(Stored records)

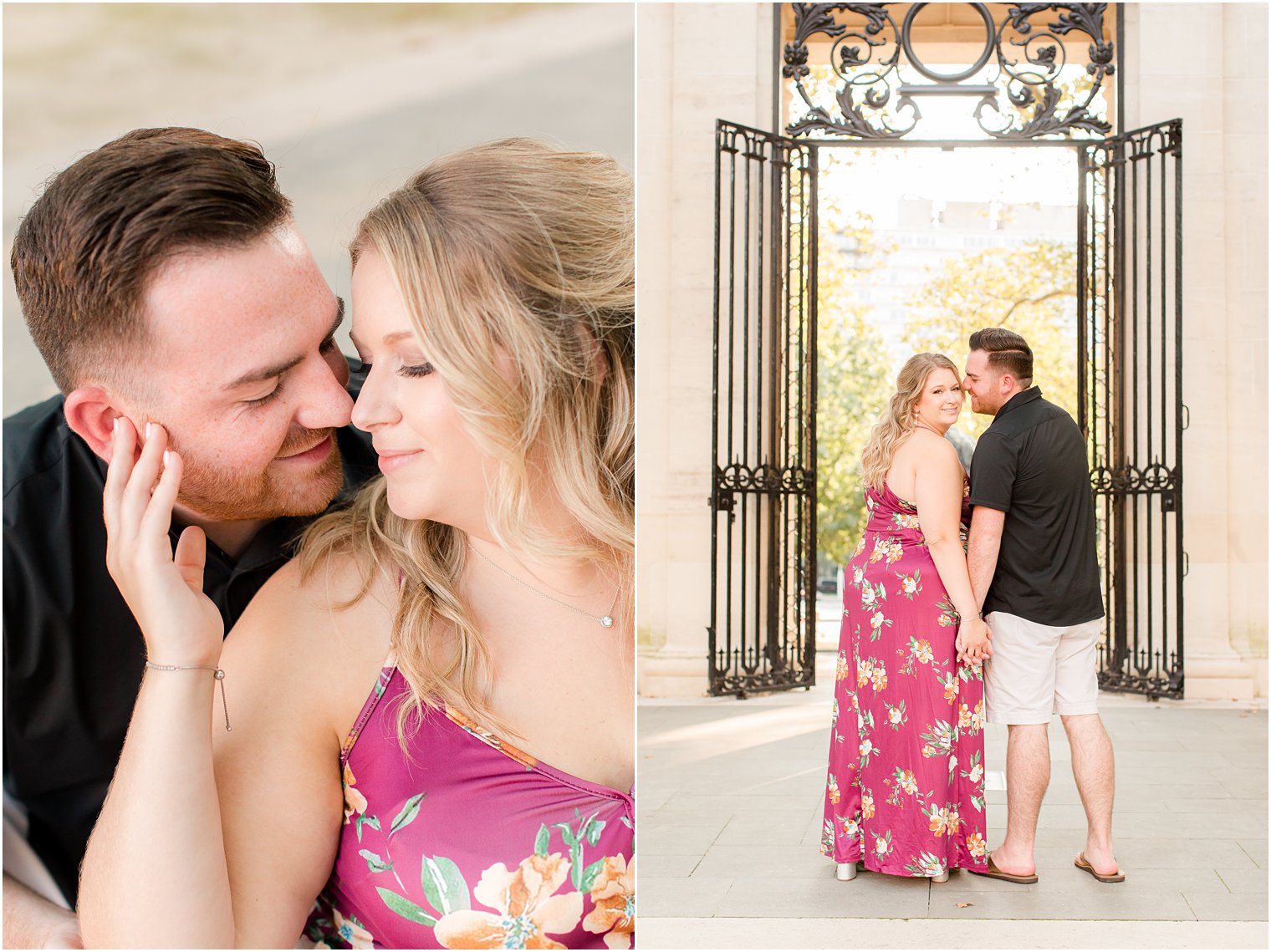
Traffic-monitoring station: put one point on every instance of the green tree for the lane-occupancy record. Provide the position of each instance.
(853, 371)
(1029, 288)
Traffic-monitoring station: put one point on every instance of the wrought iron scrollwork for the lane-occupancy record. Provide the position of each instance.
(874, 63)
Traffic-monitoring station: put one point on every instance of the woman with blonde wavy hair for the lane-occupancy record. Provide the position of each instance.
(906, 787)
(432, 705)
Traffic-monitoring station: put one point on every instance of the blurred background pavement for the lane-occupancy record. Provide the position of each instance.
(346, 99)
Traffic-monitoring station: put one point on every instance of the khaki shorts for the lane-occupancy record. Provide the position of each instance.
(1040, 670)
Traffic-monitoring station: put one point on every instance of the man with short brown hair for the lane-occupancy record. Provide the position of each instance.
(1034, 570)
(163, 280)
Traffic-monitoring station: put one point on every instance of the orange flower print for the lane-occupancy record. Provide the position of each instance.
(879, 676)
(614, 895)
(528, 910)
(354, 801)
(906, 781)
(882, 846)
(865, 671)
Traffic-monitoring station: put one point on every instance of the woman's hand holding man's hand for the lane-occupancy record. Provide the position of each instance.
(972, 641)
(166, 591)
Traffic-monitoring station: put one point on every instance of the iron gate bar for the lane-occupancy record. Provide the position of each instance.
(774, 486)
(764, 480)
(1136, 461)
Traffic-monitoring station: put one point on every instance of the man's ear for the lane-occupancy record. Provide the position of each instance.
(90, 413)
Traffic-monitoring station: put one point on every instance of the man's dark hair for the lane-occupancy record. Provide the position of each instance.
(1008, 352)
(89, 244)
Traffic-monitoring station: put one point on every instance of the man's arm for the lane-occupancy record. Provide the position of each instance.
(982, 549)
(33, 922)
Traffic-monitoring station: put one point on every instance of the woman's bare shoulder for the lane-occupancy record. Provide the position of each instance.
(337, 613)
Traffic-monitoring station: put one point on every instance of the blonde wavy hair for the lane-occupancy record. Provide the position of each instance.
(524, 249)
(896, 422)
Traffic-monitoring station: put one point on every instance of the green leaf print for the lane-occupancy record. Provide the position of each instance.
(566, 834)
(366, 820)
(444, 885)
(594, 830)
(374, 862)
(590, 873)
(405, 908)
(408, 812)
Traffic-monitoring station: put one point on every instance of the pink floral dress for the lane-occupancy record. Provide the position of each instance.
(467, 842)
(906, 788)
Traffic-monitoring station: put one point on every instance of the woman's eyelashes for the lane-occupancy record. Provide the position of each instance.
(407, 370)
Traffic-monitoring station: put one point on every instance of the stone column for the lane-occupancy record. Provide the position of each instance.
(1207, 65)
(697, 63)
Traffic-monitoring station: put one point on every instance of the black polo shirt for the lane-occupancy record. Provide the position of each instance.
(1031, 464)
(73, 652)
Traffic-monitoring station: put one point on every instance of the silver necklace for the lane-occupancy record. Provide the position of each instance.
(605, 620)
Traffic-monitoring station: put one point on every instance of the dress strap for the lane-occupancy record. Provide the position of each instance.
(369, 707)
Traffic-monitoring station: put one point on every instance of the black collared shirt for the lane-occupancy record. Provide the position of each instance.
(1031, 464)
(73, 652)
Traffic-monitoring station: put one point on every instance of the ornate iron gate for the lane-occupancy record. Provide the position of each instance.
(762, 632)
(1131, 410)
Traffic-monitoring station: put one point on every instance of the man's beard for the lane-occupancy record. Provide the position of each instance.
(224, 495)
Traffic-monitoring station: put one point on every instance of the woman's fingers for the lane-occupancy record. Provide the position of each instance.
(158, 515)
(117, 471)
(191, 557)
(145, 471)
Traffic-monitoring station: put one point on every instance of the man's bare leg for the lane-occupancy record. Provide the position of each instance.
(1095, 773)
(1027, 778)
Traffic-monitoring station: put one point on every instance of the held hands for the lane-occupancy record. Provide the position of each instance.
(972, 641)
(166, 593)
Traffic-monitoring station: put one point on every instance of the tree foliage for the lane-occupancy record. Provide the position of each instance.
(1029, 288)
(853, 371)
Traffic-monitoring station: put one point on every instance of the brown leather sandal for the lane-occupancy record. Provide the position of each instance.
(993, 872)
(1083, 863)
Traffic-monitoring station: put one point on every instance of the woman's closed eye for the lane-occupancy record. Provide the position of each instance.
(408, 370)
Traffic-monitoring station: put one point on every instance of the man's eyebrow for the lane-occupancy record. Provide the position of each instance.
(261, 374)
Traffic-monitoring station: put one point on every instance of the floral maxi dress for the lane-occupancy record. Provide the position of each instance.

Problem
None of the pictures belong in the copy; transcribe the rest of the data exactly.

Task solution
Traffic-monitoring station: put one point on every instance of the green tree for the lane-occupancy record. Provide the position of each instance.
(853, 371)
(1029, 288)
Traffic-monitoring station: put one point on every instance of the wrought iron scrollwork for the lane-occupancy record. Provide the position of each instance.
(874, 63)
Traffic-monitoring station: put one point on every instance of the woman with blonde wavy hair for the lane-occupancy record. Provide the position of each instance.
(906, 787)
(432, 705)
Traffic-monitoring station: put one point on every instance of the blurred background pavement for the lane-occupancy record. Provide the position of each instance.
(346, 99)
Traffic-monitoring station: put one point on every instance of the khaki shorts for the lane-occupancy record. Provide the position of each instance.
(1040, 670)
Traffic-monitoring station: put one point on every instance of the man with short brown hair for the lane-occupancy record. Provide the position of each instance.
(1034, 570)
(163, 280)
Traffic-monitoring station: put one point on every instance of the orange flower print for the lane-occupancy record. Provide the position of each instance.
(879, 676)
(614, 895)
(528, 910)
(354, 801)
(906, 781)
(882, 846)
(865, 671)
Traffic-monitoring station: put one point on every instance of the woman's hand holding man's hand for the lane-occupancy record. Provide the position of each instance.
(972, 641)
(166, 591)
Traffic-monitoring station: put one point on every instance of the iron gate bar for the lane-occupancy record. Provide the position of each instance.
(774, 486)
(764, 480)
(1136, 461)
Traffic-monitoring station: put one point on every instance of the man's ear for the lane-occupancy record. Provide the position of each instance.
(90, 413)
Traffic-monitoring station: put one point on every instance of the man's dark hair for the lane-occupancy record. Provide the position of each instance.
(1008, 352)
(89, 244)
Traffic-monitoring station: put one point on every instance of the man's arm for the lane-occupancy record. Provide the position of each instance.
(982, 549)
(33, 922)
Traffic-monitoring station: put one point on every instance of the woman's bare shoulder for the lane-occupancy record. Provide the position of each instance.
(337, 613)
Traffic-monitoring station: put one point on every instance of the blonde wavy hair for the lane-occupancy record. Provide the position of each instance.
(524, 249)
(896, 422)
Traffic-monitoring station: put one point on every instance of the green leaf print for the lane-occupancy record. Provide the position of each instance.
(566, 834)
(366, 820)
(444, 885)
(594, 830)
(374, 862)
(590, 873)
(405, 908)
(408, 812)
Traffic-monitoring station: put one point on every instance of the pink floral dress for the lane-occupancy record. Provide the position of each instance.
(467, 842)
(906, 788)
Traffic-monitoring station: put one point on every instance of the woman's eyelashes for the lane-occupancy record. Provide the position of each instance.
(407, 370)
Traffic-monitoring station: put one point on every instance of the stone column for the lane-occupancy record. Provide the position of each instance.
(1207, 65)
(697, 63)
Traffic-monitoring station: put one point on every instance of the black polo shirt for the lane-occupancy record. Provide the position of each instance.
(1031, 464)
(73, 652)
Traffic-monitoring station: put one point on every instance of the silver necklace for the lane-occupancy record. Provide the position of each instance.
(605, 620)
Traffic-monitoring station: put one point on every instance of the dress strap for the lane-occupancy record. Provide the position of each instance.
(369, 707)
Traffic-monitoring station: put one point on every instance of the black collared shirt for the lane-occupancy record. Provide the position of each instance.
(1031, 464)
(73, 652)
Traffic-monitoring station: put one point on every instance of the ornate iron gate for the lane-occupancy record. Provide the position of each instance.
(762, 632)
(1131, 410)
Traffic-monitoring station: put one point on every instance of the man's beard for the lane-occupancy record. Provide the position of each instance.
(224, 495)
Traffic-monitoring station: put one point on every instance of the woman's fingers for the lane-occupancy record. Provide the position of each instance.
(158, 515)
(117, 471)
(191, 557)
(145, 471)
Traffic-monitoring station: put one point on every instance of the man's bare leg for the lane-occupancy record. Provide the position of each instance.
(1095, 773)
(1027, 778)
Traffic-monitoring station: put one point on every instance of the held hands for the lane-occupancy record. Provide the position of each instance.
(972, 641)
(166, 593)
Traffic-monitoring station: put one point on every instance of the tree foliage for the lane-occupancy record. Provide the position of each instance.
(1029, 288)
(853, 371)
Traffic-monitoring station: put one point on every instance of the brown leather sandal for the lane-occupancy record. Provide the position of each instance.
(993, 872)
(1083, 863)
Traffic-monitoring station: put one point on every instance of the woman's closed eye for the lane-occupancy record. Provide the position of each instance.
(408, 370)
Traffic-monitoring station: put one point on every instance of the man's eyebrow for the lane-occupancy record. Provide the position of each instance.
(261, 374)
Traffic-monitoring station: put one point on every instance of the floral maxi dress for the lane-occupancy record. Provide the position of each instance.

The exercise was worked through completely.